[What you should do]
Please transcribe, exactly and only, the lines of the records below from the one holding "Could you identify the lamp" to the very end.

[Natural language region descriptions]

⁂

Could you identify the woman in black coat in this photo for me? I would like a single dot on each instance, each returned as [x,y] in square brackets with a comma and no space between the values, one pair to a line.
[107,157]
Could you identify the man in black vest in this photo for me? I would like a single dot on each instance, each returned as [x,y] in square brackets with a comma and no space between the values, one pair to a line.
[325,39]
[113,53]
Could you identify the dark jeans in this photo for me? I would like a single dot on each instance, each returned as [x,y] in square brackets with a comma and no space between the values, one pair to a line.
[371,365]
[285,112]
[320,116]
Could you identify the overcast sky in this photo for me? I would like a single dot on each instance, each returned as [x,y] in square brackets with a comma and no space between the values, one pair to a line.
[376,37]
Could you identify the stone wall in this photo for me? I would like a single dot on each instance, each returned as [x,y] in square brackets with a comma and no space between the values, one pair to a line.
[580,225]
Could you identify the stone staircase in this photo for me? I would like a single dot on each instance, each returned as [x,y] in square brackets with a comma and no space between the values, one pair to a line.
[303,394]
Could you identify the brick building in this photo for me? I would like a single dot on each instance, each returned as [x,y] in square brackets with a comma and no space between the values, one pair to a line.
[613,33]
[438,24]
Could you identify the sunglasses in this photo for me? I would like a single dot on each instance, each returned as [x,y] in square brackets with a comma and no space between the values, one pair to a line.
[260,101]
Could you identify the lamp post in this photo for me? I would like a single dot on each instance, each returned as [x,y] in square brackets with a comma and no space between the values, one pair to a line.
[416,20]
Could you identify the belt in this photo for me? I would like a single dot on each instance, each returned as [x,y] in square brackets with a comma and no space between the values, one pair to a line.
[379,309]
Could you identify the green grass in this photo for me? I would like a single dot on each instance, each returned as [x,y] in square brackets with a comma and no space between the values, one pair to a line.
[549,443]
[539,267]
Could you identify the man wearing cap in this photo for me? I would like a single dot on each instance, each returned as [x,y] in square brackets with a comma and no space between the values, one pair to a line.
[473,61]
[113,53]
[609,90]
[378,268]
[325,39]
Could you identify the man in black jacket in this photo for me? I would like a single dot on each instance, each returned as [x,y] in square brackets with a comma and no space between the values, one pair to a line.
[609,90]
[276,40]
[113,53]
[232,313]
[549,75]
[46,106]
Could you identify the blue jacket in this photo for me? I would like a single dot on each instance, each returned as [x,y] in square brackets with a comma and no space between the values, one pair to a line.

⁂

[Solution]
Could you identify the lamp post in this photo for me? I would like a single dot on each instance, each returned as [x,y] in square brackets with a comma and no space between the values, one pair to a line.
[416,20]
Could you identify the belt in this photo for me? I would like a single dot on each instance, each returned as [x,y] in square brackets with a comma and no space between the values, one pair to a line.
[379,309]
Could you identify the green grass in this photo for me? I would like a single dot on each instance, each returned as [x,y] in square brackets with a comma and no space between the values, one pair to a line.
[549,443]
[539,267]
Could you identify the man wearing cap in this photo for me? I would like a single dot on each instance, each returned as [x,y] in square brackets with a comma and no space between the values, one pair to a line.
[473,61]
[113,53]
[609,90]
[378,268]
[325,39]
Could you identify the man in black jacket in this photo for me? I would like a single dot on each instance, each returned as [x,y] in square brackets with a comma and no space between the values, one pair to a line.
[609,90]
[276,40]
[113,53]
[232,313]
[549,75]
[46,106]
Could you identify the blue jacket in this photo for me? I would like a single dot on each instance, each returned as [x,y] in square brackets with a comma and no space between the values, one pair to a line.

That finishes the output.